Vengma, hiç bir partinin borazanı değildir. Hiç bir partinin düşmanı da değidir. Kürt partilerinin doğru politikalarını destekler, yanlış politikalarını eleştirerek yol göstermeye çalışır.

Kürt Partileri Anlaşırsa

Değerli okuyucular Bağımsızlık Gündemi röportajlarımız  devam ediyor.Kürdistan´in bağımsızlığı ve Kürtlerin birliği nasıl sağlanır, Kürtler arasindaki çatışmalar  nasıl sona, erer sorularını bu kez  Selim Çürükkaya ya sorduk.

 

VengMa: Güney Kürdistan da Kürdistan toprakları IŞİD’ten kurtarıldı, Kürtler bundan sonra ne yapmalıdır?

Selim Çürükkaya: Güney Kurdistan toprakları, Dünya’nın da destek verdiği bir mücadele ile kurtuldu. Bundan sonra yapılması gereken şey, Kürt partilerinin medenice tartışmaları, kendi aralarındaki sorunları çözmeleridir. Parlementonun işler hale gelmesi gerekiyor. Ulusal bir ordunun kurulması için ciddi kararlar alınmalı ve çalışılmalıdır. Ulusal istihbarat ülke genelinde tekleşmeli, bağımsızlık ilanının alt yapısı hazırlanmalıdır.

VengMa: Bağımsızlık zamanı mıdır?

Selim Çürükkaya: Evet bağımsızlığı ilan etmenin tam da zamanıdır. Kürtler ve peşmerge bütün dünyanın gözleri önünde kendi ülkesi için direnmiş, Kürtler büyük bir saldırı ve yok edilme ile karşı karşıya gelmiş, Dünya, devletsiz olan Kürtlerin her an saldırıya uğrayacağını biliyor ve görüyor, Kürt halkı da artık devletsiz bir yaşamın Ortadoğu da zor olduğunu biliyor. Bağımsızlık ilan etmeden, bir devlete sahip olmadan yaşamanın güç olduğu görülüyor, bu açıdan bağımsızlık zamanıdır diye düşünüyorum.

VengMa: Bağımsızlık ilan etmeye Kürt örgütleri mi hazır değil, dünya devleri mi karşıdır?

Selim Çürükkaya: İŞİD in Kürdistan a saldırması, Kürdistan sorununu dünya kamuoyuna tam olarak anlatabildi. İkiyüz yıldır Kürtler direniyorlardı, kendilerini Dünyaya bir türlü anlatamadılar. Ama İŞİD in Kürdistan’a saldırması, Kürtlerin bu vebaya karşı kararlı bir şekilde direnmesi sonucu Dünya devletleri Kürdistan sorununu kavradı. Ve Kürtler’e destek verdi. Bu gün Kürdistan da bağımsızlık ilan edilirse, Birleşmiş Milletlere üye olan pek çok devlet tarafından desteklenir. Kürdistan’ı sömürge olarak ellerinde tutan bazı devletler rahatsız olabilir ama askeri olarak müdahale edemez durumdalar. Kürtler Güney kurdistan da askeri olarak hakimdir, hatta Suriye kürdistan’ında da silahlı kürtler şehirleri köyleri korur durumdalar! Bütün bu koşullar mevcuttur. Ama ne yazık ki Kürt örgütleri veya partileri bağımsızlık için hazır değiller. Süleymaniye Erbil  ile anlaşamıyor, Kandil KDP yi düşman olarak görüyor, Kamuşlo’nun kalbi Şam’la birlikte atıyor, yumruğu Erbil’e çekilmiş durumdadır. Goran KDP yi Türkiye’nin, KDP Goran’ı İran’ın piyonu olarak görüyor. PKK Kürtler için devlete gerek yok diyor. Birlikte haraket etmemek için her örgütün kendisine göre gerekçeleri vardır. Ama Kürt örgütlerini karşı karşıya getiren tek bir neden biliyorum: Kürtlerin tüm ulusal haklarını inkar eden İran ve Türkiye’nin gizli elleri ve açık emelleri!

Görev 1: Satırlardan "sauce" sözcüğünü içerenlerin hepsini seçin ve her birini olduğu gibi kopyalayın.
Röportaj ile ardından gelen satırlar birbirinden bağımsız malzemelerdir.

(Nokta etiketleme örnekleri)
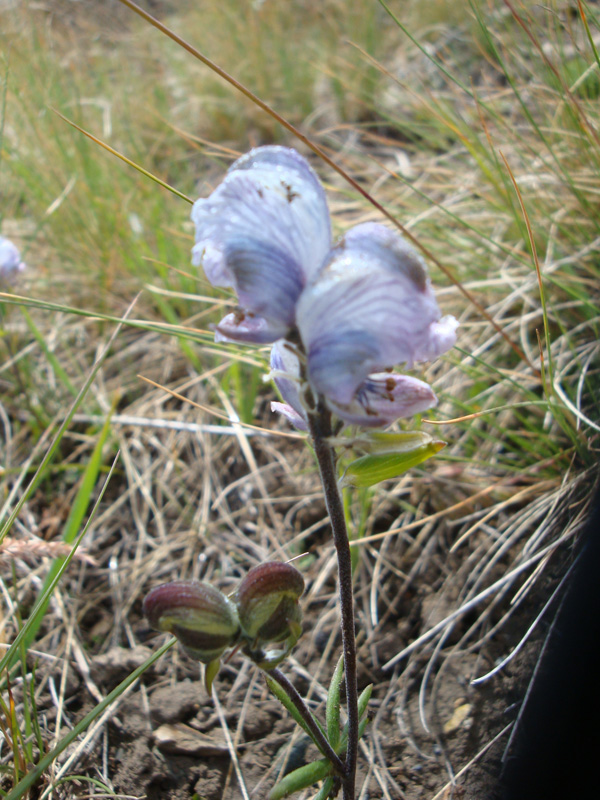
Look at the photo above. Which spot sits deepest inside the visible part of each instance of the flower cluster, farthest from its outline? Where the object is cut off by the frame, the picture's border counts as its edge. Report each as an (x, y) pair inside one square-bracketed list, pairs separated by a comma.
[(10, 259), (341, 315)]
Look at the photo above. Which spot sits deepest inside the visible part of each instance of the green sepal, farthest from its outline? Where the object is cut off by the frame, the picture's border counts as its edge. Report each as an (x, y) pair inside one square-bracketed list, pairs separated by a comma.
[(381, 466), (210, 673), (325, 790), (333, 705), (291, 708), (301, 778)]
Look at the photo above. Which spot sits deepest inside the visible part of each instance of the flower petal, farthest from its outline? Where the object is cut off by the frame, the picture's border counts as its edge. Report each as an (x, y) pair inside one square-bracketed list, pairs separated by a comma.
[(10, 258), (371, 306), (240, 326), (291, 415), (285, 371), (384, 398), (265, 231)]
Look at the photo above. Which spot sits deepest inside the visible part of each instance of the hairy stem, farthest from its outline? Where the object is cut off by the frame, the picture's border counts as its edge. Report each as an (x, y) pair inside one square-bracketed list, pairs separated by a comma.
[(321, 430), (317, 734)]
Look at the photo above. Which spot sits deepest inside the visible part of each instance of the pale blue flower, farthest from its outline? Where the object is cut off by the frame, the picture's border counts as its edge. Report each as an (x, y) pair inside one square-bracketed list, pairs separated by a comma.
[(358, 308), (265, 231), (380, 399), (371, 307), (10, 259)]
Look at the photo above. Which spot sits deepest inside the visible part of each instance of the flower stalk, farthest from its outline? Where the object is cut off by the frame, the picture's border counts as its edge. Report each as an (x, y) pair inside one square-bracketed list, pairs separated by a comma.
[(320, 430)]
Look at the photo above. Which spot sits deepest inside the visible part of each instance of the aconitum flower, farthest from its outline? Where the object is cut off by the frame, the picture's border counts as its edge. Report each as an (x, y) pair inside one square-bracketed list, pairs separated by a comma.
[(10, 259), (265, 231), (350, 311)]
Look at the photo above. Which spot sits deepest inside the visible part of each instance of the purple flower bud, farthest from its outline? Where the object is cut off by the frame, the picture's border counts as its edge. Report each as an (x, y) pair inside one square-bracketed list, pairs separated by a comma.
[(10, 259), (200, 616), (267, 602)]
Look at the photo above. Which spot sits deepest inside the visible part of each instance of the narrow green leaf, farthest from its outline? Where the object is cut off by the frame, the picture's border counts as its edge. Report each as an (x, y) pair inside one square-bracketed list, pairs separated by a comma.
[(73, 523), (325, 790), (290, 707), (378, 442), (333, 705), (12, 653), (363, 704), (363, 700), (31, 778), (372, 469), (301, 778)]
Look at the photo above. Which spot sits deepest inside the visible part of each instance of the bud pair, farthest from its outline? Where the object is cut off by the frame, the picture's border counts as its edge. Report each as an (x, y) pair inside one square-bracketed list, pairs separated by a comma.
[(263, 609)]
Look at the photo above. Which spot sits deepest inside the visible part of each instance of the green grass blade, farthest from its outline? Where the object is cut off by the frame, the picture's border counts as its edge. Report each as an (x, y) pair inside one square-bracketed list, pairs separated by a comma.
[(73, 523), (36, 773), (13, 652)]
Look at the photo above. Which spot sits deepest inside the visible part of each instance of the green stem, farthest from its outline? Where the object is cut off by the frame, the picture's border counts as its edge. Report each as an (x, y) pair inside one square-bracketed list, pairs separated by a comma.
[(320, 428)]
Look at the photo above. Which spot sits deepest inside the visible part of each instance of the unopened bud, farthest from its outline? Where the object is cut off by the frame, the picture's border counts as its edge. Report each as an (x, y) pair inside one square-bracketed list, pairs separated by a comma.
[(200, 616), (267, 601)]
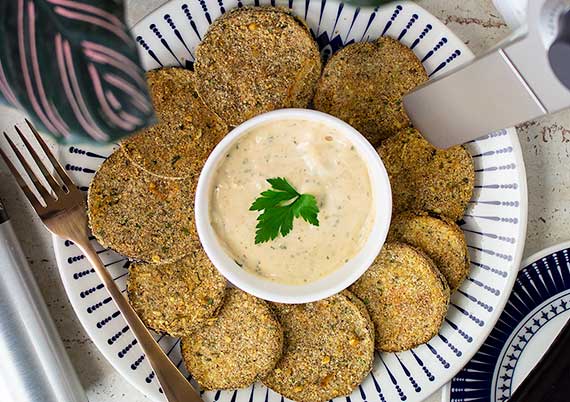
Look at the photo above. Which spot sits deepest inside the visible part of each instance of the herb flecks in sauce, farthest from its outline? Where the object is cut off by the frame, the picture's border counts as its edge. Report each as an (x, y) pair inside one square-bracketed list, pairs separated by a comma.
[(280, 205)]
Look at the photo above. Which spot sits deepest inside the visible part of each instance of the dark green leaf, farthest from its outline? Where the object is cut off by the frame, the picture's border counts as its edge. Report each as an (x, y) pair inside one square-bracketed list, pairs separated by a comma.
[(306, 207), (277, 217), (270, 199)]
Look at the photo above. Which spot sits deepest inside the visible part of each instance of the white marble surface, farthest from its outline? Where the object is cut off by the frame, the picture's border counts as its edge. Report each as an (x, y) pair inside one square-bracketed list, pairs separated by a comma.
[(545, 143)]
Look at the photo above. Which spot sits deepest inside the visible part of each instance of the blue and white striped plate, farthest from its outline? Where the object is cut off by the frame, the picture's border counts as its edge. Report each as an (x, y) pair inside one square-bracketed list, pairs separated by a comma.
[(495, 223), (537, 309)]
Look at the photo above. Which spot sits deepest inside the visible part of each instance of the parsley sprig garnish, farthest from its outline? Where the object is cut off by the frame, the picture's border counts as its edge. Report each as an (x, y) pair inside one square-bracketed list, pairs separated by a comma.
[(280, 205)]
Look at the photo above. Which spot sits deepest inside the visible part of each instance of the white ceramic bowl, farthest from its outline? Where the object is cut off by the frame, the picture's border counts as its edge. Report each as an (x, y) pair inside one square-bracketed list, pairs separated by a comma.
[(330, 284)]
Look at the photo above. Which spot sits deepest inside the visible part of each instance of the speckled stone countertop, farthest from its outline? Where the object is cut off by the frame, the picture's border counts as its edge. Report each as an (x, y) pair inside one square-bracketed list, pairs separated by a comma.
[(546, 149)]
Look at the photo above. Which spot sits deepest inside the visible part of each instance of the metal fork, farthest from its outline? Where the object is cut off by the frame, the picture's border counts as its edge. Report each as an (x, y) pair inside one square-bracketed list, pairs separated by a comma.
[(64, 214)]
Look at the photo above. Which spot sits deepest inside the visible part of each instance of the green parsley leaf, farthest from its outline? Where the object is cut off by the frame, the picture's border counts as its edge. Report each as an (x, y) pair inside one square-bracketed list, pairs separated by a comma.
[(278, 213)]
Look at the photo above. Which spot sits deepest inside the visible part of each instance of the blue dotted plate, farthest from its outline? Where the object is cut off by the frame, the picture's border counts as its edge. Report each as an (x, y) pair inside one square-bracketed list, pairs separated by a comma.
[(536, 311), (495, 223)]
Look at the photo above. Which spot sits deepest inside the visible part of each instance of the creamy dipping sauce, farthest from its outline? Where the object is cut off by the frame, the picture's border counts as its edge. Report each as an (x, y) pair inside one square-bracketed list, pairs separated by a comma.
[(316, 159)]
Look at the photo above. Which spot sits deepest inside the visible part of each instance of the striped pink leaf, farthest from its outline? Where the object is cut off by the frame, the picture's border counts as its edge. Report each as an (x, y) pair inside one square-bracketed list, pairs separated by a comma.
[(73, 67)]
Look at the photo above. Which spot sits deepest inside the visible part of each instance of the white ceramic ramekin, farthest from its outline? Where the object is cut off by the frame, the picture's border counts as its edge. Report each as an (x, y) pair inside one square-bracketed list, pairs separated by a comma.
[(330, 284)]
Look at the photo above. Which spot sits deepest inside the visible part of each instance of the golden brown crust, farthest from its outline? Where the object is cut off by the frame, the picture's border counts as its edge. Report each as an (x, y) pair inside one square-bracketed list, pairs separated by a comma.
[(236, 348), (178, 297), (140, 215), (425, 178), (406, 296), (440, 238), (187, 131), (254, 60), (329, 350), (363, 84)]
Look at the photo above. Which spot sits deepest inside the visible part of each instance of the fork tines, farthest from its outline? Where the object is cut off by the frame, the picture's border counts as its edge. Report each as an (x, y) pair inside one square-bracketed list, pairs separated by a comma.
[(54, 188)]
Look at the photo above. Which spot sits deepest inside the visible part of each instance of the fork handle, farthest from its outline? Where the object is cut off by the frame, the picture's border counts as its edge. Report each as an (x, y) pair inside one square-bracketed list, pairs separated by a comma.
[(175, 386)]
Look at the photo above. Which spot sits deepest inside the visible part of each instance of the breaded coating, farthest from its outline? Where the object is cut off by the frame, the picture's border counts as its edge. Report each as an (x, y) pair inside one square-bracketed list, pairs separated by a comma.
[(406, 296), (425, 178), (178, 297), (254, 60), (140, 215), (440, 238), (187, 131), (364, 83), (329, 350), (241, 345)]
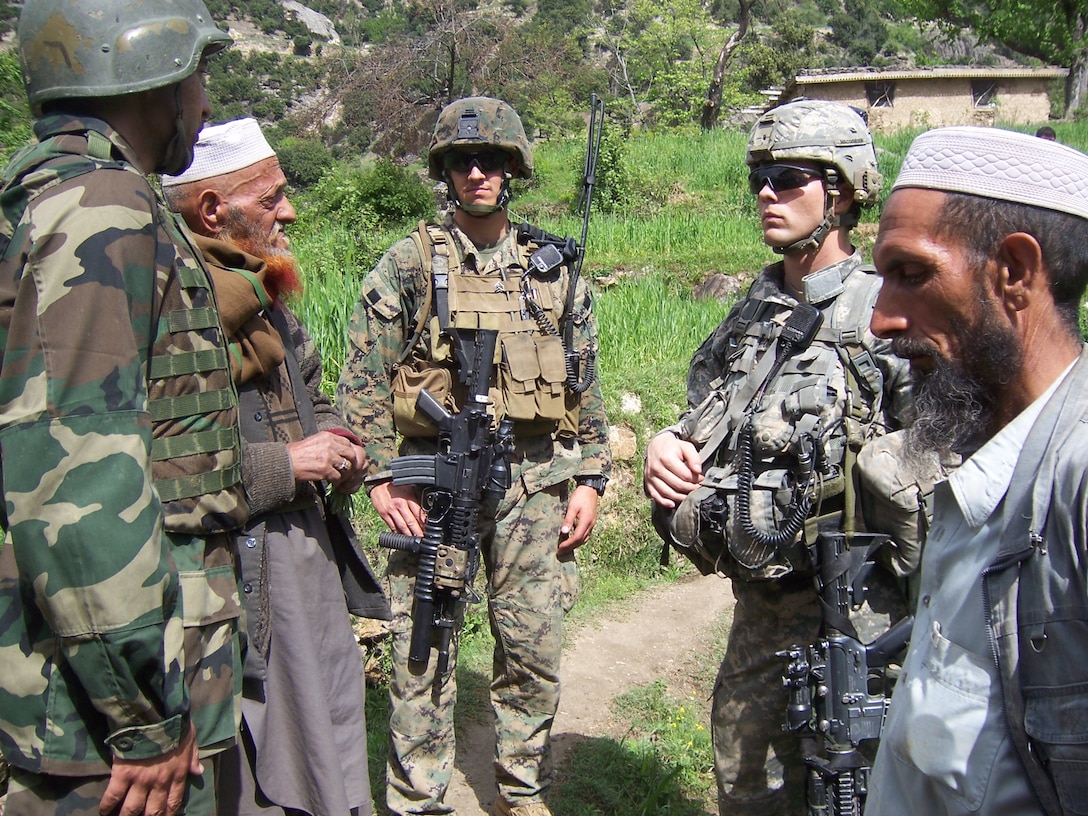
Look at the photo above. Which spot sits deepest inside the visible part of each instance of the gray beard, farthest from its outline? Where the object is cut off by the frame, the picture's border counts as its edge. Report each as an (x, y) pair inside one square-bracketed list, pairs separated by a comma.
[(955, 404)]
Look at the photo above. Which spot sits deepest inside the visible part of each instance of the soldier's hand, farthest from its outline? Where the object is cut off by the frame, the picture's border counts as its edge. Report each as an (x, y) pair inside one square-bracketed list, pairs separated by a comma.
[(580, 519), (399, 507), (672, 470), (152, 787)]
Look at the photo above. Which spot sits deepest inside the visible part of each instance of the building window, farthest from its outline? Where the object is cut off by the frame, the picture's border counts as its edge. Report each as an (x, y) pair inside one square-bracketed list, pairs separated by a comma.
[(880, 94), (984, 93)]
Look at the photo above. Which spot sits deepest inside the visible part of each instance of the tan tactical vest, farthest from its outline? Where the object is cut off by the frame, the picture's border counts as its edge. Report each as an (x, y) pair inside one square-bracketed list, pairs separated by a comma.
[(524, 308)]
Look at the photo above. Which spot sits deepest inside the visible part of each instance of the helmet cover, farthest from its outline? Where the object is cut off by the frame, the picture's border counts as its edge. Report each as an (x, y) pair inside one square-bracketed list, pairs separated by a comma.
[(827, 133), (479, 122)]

Görev 2:
Röportaja göre şu soruları yanıtlayın:
(a) Güney Kürdistan toprakları nasıl bir mücadele ile kurtuldu?
(b) PKK, Kürtler için devlet konusunda ne diyor?
(c) Goran, KDP'yi hangi ülkenin piyonu olarak görüyor?

Görev yanıtı 1:
Look at the photo above. Which spot sits deepest inside the visible part of each instance of the herb flecks in sauce, farthest from its outline? Where the object is cut off by the frame, the picture's border counts as its edge. Report each as an (x, y) pair inside one square-bracketed list, pairs separated by a comma.
Look at the photo above. Which spot sits deepest inside the visible part of each instance of the creamy dipping sauce, farthest from its outline? Where the object is cut off by the frame, the picture's border counts as its edge. Report each as an (x, y) pair inside one square-bracketed list, pairs separated by a comma.

Görev yanıtı 2:
(a) Dünya'nın da destek verdiği bir mücadele ile.
(b) Kürtler için devlete gerek olmadığını söylüyor.
(c) Türkiye'nin.